Page excerpt -
# # # #
News / Cigarette Tax Boost Prods Some to Quit

Cigarette Tax Boost Prods Some to Quit

For Tonette Lancaster, it just got to be too much one day -- the worry, the guilt and the money.

"Cigarettes were $6 a pack, and now it's almost $7. It's like a bill," the 30-year-old, half-a-lifetime smoker said yesterday. "I just said, 'Enough is enough.' "

So Wednesday night she slapped on a nicotine patch she got free, along with lots of information and encouragement, from the District government. She hopes it inaugurates a cigarette-free life.

Lancaster, who is studying computer science at a downtown business college, is not alone in her newfound commitment to quit smoking.

In recent weeks across the country, telephone "quit lines" have registered a jump in calls in advance of this week's biggest-ever increase in federal tobacco taxes.
# # # #
Data block -

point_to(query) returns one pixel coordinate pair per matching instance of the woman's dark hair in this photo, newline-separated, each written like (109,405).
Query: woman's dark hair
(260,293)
# # # #
Task set -
1. Repeat the passage of the cigarette tax article from "For Tonette Lancaster, it" up to and including "a cigarette-free life.".
2. Pick up the cigarette tax article where it stops and keep writing it.
This data comes from a separate source, not from the cigarette tax article.

Solved tasks -
1.
For Tonette Lancaster, it just got to be too much one day -- the worry, the guilt and the money.

"Cigarettes were $6 a pack, and now it's almost $7. It's like a bill," the 30-year-old, half-a-lifetime smoker said yesterday. "I just said, 'Enough is enough.' "

So Wednesday night she slapped on a nicotine patch she got free, along with lots of information and encouragement, from the District government. She hopes it inaugurates a cigarette-free life.

2.
If the past is any guide, the sizable tax boost should have an immediate impact in getting many smokers to quit, and anti-smoking advocates were making the most of the moment yesterday. Much research has shown that smoking is an extremely "price sensitive" habit, with fewer people taking up cigarettes and more people putting them down every time a pack becomes more expensive.

The 62-cent tax increase was adopted this year as a way to fund the expansion of the State Children's Health Insurance Program. On Wednesday, the day the increase took effect, the District's quit line got 131 calls, a record. The same day a week earlier, it had 44 calls; a month earlier, 19.

"I'm in shock, quite frankly," said Debra Annand, director of health education services for the American Lung Association's District of Columbia office, which contracts with the local health department to provide smoking-cessation services.

"Obviously something happened to drive that call volume up," Annand said. "Lots of research has shown the number one thing that helps people quit is increasing the price."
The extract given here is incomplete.